-- start of EXERCISE INPUT --
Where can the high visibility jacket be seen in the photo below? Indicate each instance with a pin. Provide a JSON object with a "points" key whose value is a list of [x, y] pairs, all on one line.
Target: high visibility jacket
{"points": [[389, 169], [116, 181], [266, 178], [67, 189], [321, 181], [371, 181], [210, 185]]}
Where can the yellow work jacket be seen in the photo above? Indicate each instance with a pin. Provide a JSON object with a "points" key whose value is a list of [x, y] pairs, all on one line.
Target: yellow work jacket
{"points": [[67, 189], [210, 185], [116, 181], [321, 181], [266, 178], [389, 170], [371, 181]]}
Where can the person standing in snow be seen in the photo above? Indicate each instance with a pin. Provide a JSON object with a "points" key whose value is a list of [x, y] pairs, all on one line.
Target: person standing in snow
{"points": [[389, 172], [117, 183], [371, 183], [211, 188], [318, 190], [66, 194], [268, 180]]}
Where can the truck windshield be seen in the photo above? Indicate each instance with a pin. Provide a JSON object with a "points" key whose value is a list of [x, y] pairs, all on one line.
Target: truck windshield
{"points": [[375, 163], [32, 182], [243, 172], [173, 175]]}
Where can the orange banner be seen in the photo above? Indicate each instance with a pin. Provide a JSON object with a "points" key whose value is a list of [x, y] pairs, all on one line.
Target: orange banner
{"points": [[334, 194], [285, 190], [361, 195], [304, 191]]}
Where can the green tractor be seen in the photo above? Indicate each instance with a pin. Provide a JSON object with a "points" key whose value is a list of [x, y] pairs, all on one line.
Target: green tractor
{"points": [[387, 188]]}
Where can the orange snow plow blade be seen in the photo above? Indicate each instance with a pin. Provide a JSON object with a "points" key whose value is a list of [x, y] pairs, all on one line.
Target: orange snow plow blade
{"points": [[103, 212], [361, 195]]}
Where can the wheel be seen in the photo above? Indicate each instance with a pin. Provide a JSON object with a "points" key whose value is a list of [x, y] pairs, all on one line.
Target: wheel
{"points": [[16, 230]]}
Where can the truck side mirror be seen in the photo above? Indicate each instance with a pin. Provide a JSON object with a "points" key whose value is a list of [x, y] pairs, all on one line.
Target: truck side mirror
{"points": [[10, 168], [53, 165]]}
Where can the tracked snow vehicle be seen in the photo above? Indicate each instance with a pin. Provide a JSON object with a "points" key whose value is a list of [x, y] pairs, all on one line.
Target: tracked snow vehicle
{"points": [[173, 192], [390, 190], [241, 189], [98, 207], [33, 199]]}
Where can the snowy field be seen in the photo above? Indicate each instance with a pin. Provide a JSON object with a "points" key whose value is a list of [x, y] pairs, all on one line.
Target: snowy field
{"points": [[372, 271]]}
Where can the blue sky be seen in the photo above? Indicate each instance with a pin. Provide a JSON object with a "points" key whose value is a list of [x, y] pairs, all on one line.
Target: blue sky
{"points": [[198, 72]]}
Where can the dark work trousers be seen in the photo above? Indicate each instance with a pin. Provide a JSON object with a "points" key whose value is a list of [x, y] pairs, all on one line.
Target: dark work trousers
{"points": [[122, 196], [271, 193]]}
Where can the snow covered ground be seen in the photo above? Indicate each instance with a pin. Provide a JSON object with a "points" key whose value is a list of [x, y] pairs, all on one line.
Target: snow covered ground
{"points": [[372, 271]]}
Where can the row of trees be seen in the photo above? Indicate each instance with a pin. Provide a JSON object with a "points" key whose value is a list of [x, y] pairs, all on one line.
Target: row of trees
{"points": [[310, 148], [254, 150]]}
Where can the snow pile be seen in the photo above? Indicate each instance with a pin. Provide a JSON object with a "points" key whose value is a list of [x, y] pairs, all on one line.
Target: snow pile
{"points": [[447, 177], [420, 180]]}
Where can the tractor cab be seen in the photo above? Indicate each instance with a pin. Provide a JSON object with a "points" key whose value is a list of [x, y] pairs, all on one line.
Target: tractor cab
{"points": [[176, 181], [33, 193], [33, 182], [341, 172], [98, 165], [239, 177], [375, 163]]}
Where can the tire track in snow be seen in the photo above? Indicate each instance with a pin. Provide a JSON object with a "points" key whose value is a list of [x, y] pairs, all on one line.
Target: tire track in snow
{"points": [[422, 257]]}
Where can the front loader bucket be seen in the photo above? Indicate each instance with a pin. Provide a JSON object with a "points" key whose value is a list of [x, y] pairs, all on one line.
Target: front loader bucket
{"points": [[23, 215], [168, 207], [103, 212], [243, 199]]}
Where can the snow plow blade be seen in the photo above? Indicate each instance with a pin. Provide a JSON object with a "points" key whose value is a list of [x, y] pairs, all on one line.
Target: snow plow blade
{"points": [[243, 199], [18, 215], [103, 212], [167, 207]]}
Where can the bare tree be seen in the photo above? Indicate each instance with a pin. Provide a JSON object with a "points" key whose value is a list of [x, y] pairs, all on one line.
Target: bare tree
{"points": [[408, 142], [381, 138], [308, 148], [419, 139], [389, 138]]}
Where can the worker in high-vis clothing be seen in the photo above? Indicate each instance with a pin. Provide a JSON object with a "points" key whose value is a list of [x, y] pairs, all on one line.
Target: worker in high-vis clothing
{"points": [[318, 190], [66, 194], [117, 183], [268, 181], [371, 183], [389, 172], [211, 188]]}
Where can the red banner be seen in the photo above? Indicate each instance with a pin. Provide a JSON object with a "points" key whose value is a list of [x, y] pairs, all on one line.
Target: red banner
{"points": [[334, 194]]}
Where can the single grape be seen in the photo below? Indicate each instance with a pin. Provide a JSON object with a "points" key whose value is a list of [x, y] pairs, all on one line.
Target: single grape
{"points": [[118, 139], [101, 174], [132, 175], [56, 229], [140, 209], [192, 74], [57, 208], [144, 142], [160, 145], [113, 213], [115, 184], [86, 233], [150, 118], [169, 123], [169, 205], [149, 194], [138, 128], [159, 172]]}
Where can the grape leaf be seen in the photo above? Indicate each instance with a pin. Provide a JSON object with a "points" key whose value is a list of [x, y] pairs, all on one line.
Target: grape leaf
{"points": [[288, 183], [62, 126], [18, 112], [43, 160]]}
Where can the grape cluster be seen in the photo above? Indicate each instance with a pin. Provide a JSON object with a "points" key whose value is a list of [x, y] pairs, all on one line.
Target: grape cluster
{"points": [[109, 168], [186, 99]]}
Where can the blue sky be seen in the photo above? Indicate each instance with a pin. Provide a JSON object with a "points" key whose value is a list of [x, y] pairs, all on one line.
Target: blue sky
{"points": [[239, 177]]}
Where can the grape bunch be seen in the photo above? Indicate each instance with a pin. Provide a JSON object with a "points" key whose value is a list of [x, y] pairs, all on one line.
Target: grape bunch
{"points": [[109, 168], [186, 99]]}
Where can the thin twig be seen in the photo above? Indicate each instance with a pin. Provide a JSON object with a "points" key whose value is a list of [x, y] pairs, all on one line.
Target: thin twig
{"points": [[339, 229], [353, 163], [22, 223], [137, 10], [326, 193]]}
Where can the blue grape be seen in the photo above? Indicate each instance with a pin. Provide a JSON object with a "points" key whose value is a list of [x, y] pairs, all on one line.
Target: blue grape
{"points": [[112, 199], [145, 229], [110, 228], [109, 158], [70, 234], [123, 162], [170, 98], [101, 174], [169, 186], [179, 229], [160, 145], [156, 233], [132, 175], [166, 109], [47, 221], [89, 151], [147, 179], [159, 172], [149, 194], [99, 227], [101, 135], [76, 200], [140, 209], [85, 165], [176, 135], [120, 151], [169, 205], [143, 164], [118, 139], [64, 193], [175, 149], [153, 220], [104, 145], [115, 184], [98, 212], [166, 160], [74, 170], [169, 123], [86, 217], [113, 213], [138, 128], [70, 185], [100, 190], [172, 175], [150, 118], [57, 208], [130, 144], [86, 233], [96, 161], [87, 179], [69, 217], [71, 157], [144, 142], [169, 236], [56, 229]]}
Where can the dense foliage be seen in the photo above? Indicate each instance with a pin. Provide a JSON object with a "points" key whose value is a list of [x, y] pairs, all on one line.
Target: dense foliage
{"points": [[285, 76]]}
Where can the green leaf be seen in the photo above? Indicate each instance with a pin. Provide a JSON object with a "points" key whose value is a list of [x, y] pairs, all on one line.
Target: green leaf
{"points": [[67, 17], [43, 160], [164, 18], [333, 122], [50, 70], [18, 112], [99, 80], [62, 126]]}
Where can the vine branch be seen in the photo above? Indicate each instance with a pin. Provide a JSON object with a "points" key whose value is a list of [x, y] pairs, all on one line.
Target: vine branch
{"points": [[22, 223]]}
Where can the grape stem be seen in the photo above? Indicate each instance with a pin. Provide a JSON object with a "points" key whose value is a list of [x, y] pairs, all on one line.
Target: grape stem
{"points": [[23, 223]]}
-- end of EXERCISE INPUT --
_WORK TO COMPLETE_. Reproduce exactly, with nothing added, the lines from the one that contains "Where can the vine" to the end of the data.

_TASK SOLUTION_.
Where can the vine branch be seen in the photo above? Indicate each instance with a pin. Provide a JSON object with a "points" key whose value is a list of [x, y] pairs, all on one line.
Target: vine branch
{"points": [[22, 223]]}
Where can the grape stem be seen in the photo above? Indicate each instance with a pin. Provide a JSON object with a "points" key whose value is a list of [x, y] pairs, all on one line.
Target: grape stem
{"points": [[23, 223]]}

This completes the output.